• Leslie Crews

Where did Community go?

I live in a neighborhood where everyone looks friendly, but no one actually talks to anyone. My neighbors on one side are ministers, but that's the extent of what I know about them. I can tell you that they just cut down a tree, and they have a new fire pit. Now that all evidence of a tree is gone, my memory of the tree is also fading. And I only know about their new fire pit because the glow outside my window initially scared me into thinking I needed to call for emergency help. But I was happy to see my neighbors safely seated around the fire pit, because I typically only see them when it snows.

• **Instructions**
1: In the neighborhood passage, what are the neighbors on one side?
2: Substitute "campfire" for "fire pit" throughout the neighborhood passage, rewriting it from "I live in a" up to and including "when it snows.".
3: Pick up the neighborhood passage after its final sentence and continue writing it.

Natural-language object grounding data:
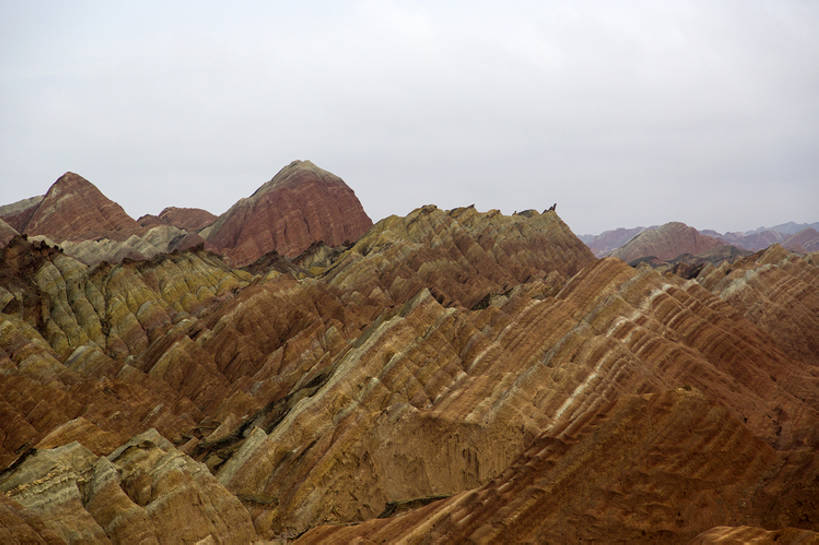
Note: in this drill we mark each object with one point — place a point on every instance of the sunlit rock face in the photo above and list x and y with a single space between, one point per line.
302 204
74 209
466 376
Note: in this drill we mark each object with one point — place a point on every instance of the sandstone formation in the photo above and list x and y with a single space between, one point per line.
17 214
608 241
189 219
7 232
302 204
74 209
448 376
666 242
804 241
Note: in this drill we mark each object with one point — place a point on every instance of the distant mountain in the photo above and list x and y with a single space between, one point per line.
18 213
300 205
7 232
192 219
789 228
806 240
667 242
607 241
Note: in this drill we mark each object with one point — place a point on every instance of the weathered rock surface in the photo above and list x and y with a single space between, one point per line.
645 472
7 232
74 209
189 219
806 240
144 492
666 242
466 375
302 204
608 241
17 214
741 535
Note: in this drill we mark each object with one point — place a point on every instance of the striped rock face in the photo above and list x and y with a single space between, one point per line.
302 204
449 376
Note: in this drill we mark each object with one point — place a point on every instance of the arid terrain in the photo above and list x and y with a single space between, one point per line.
290 372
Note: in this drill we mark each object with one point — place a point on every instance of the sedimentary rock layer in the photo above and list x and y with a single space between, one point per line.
464 375
666 242
302 204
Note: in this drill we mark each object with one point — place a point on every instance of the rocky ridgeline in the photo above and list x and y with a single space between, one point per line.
449 375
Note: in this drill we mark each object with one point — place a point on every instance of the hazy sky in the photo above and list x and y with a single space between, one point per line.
625 113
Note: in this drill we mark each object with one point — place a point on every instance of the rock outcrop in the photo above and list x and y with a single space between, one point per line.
302 204
189 219
143 492
74 209
666 242
447 376
17 214
608 241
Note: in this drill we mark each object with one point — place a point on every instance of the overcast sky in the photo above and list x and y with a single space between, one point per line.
625 113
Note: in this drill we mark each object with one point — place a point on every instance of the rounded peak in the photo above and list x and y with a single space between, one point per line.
70 181
298 172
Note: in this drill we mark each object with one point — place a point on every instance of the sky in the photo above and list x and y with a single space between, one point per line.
624 113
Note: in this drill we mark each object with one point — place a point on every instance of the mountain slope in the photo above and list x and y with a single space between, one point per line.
302 204
74 209
483 358
666 242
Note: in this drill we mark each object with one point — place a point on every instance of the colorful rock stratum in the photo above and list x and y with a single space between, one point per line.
445 377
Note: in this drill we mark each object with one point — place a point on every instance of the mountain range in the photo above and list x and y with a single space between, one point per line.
290 372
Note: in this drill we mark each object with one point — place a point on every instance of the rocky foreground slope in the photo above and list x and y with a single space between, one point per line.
450 376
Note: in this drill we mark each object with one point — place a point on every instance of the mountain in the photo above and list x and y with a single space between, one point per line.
789 228
300 205
18 213
7 232
190 219
806 240
608 241
666 242
74 209
450 375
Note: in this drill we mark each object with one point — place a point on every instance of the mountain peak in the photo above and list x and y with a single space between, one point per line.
74 209
300 205
666 242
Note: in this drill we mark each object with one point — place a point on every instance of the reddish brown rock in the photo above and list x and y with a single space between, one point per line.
652 469
486 358
190 219
806 240
17 214
607 241
7 232
74 209
302 204
666 242
748 535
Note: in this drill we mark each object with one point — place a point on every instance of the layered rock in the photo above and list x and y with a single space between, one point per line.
645 472
189 219
7 232
666 242
806 240
465 375
608 241
74 209
17 214
302 204
144 492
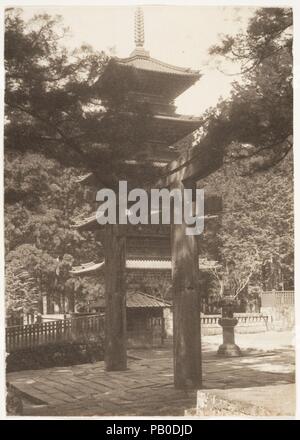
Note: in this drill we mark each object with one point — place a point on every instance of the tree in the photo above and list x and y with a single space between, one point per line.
259 113
55 103
58 105
256 221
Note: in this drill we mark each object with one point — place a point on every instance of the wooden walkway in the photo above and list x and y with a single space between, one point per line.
146 388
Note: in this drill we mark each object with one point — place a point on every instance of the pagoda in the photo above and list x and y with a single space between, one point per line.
149 252
158 84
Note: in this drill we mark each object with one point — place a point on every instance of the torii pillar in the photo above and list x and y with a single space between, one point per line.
186 307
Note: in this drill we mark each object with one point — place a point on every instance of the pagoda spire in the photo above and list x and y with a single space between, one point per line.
139 34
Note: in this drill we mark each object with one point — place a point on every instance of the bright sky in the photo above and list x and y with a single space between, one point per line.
179 35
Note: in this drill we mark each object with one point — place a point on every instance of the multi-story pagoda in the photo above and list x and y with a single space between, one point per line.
158 84
148 247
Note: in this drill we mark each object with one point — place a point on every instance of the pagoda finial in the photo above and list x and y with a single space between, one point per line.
139 37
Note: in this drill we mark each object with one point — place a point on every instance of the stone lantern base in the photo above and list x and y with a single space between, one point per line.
229 347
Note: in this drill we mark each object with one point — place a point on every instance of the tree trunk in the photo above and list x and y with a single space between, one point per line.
115 298
186 305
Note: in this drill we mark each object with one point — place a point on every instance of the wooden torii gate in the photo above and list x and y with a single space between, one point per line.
159 84
181 173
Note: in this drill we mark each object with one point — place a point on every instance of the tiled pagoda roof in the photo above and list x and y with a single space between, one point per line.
136 300
142 61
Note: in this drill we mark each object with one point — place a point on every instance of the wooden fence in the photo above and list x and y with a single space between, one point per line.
79 329
275 298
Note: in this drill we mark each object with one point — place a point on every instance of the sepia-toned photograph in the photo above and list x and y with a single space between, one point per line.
149 212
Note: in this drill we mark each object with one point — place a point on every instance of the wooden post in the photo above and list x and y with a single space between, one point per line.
186 306
115 298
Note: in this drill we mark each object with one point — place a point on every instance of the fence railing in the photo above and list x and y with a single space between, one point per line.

• **Answers by item number**
1: They are ministers.

2:
I live in a neighborhood where everyone looks friendly, but no one actually talks to anyone. My neighbors on one side are ministers, but that's the extent of what I know about them. I can tell you that they just cut down a tree, and they have a new campfire. Now that all evidence of a tree is gone, my memory of the tree is also fading. And I only know about their new campfire because the glow outside my window initially scared me into thinking I needed to call for emergency help. But I was happy to see my neighbors safely seated around the campfire, because I typically only see them when it snows.

3:
The neighbors to the other side of the yard are quite the opposite. There's always a faint smell of burned tobacco accompanied by unintelligible yelling, and medium-sized dogs barking. But I've not once seen the dogs. I can tell you that his long time companion Judy passed away about a year ago. I know this because my husband occasionally speaks to him through the fence, but never face to face. This neighborhood of people who keep to themselves is the reason that I have not seen some of my neighbors since I moved in. I know they're alive and I presume well because I often hear them shuffling outside, the cars move, and the trash and recycling bins are placed on the curb. But that's the extent of it. Now that election season has arrived, I can gain a tad bit more of insight into whom the neighbors are based on the political yard signs. Unlike the neighborhood I grew up in, people keep to themselves. Besides exchanging morning pleasantries with my neighbors waiting at the bus stop, no one speaks and it's odd. Are people forgetting how to live as a community?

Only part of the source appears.